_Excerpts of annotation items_
———

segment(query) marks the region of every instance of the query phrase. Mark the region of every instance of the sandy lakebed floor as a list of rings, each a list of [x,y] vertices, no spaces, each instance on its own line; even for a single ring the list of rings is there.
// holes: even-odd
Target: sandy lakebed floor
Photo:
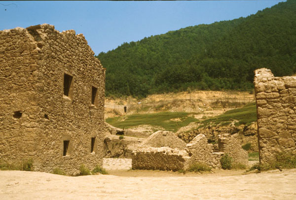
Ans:
[[[0,171],[0,200],[296,200],[296,169],[183,174],[130,166],[129,159],[105,159],[111,175],[77,177]]]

———

Convert the items into a two-column CSV with the columns "prompt" and "polygons", one row per item. Put the item's text in the first column and its answer in the second, each in a single quoted field with line breaks replaced by spaces, and leave out the pictures.

prompt,polygons
"segment(query) marks the region of every instance of the query phrase. Mark the region of every instance of the sandy lakebed floor as a list of rings, each a list of [x,y] vertices, no spaces, each instance on its own line; even for a single ring the list of rings is there. // holes: even-odd Target: sandy lakebed floor Photo: Ans:","[[[0,171],[0,200],[296,200],[296,169],[183,174],[130,166],[129,159],[105,159],[111,175],[77,177]]]"